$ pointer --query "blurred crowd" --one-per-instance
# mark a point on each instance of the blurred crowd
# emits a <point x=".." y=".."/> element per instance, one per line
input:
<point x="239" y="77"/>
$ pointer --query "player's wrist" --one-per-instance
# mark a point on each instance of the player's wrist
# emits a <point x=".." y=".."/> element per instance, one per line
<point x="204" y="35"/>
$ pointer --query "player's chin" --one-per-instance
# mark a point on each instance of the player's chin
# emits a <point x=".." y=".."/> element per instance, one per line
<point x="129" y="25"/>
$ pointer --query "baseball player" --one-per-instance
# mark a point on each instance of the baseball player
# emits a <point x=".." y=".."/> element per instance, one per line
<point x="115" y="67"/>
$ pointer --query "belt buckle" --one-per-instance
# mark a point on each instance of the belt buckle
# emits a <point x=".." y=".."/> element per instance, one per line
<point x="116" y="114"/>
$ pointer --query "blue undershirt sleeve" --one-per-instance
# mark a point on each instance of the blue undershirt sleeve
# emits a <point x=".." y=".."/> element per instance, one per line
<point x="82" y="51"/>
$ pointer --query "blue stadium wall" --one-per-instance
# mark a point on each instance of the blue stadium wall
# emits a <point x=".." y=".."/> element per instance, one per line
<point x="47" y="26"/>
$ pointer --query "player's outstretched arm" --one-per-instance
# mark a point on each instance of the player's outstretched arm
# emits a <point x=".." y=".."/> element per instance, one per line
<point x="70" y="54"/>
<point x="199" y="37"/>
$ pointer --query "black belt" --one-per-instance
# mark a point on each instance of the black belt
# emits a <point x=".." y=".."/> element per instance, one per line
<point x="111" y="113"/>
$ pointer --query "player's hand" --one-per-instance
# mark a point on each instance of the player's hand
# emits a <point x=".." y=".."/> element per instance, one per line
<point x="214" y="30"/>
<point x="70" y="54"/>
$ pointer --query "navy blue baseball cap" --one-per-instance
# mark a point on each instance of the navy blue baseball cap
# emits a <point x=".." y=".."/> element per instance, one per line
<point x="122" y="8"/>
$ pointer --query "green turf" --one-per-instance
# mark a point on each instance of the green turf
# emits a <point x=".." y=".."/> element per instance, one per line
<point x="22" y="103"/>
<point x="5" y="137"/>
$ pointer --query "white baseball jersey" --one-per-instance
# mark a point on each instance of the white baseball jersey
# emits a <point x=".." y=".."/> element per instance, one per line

_EXERCISE_. Retype the entries above exactly, but only from the line containing "# mark a point on each instance of the player's outstretched" through the line containing "# mark a point on each instance of the green", both included.

_RESULT FOR THIS TASK_.
# mark a point on each instance of the player's outstretched arm
# emits a <point x=".." y=".."/> element per instance, one per line
<point x="70" y="54"/>
<point x="199" y="37"/>
$ pointer --query "black belt" --one-per-instance
# mark a point on each instance of the black belt
# emits a <point x=".." y=".."/> element per instance, one per line
<point x="111" y="113"/>
$ pointer --query "player's hand" --one-per-instance
# mark a point on each instance of the player's hand
# emits a <point x=".." y=".."/> element per instance, one per line
<point x="214" y="30"/>
<point x="70" y="54"/>
$ pointer --query "navy blue baseball cap" --one-per-instance
# mark a point on each instance of the navy blue baseball cap
# emits a <point x=".." y=".."/> element per instance, one per line
<point x="122" y="8"/>
$ pointer --query "green turf" --one-per-instance
# mark a point on each instance of the green turf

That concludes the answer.